Not too long ago, the Ontario Federation of Labour organized
one-day
general strikes in cities across that province called the Days of
Action. In 1998, Puerto Rico's labor movement, including most of
its
AFL-CIO unions, struck in opposition to the sale of the public
telephone company.
With the Free Trade Area of the Americas coming down the Fast
Track,
why not a general strike throughout the hemisphere, including
across
the whole U.S.?
It's a novel idea for a labor movement that, especially since the
1940s, has been focussed on industry-by-industry or
company-by-company
bargaining. Since the go-it-alone strategy is not working in an era
of
globalization, some changes may be in order.
THE AMERICAN SYSTEM
It has to be admitted that in the United States, general strikes
are
as rare as a generous employer. One reason for this is simply that
the
business unionists who head up most of our unions are not for it.
Back
in the mid-1970s then-AFL-CIO President George Meany said, "We
believe
in the American system. We don't take to the streets and we don't
call
general strikes and we don't call political strikes."

..........

Echo the full passage on general strikes word for word, with nothing left out. The listing comes from a separate source unrelated to the passage above.

## MATERIAL PROVIDED:
..........

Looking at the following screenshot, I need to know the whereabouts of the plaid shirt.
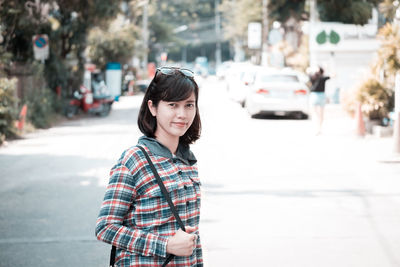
[96,137,203,267]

..........

## OUTPUT OF THE EXERCISE:
Not too long ago, the Ontario Federation of Labour organized
one-day
general strikes in cities across that province called the Days of
Action. In 1998, Puerto Rico's labor movement, including most of
its
AFL-CIO unions, struck in opposition to the sale of the public
telephone company.
With the Free Trade Area of the Americas coming down the Fast
Track,
why not a general strike throughout the hemisphere, including
across
the whole U.S.?
It's a novel idea for a labor movement that, especially since the
1940s, has been focussed on industry-by-industry or
company-by-company
bargaining. Since the go-it-alone strategy is not working in an era
of
globalization, some changes may be in order.
THE AMERICAN SYSTEM
It has to be admitted that in the United States, general strikes
are
as rare as a generous employer. One reason for this is simply that
the
business unionists who head up most of our unions are not for it.
Back
in the mid-1970s then-AFL-CIO President George Meany said, "We
believe
in the American system. We don't take to the streets and we don't
call
general strikes and we don't call political strikes."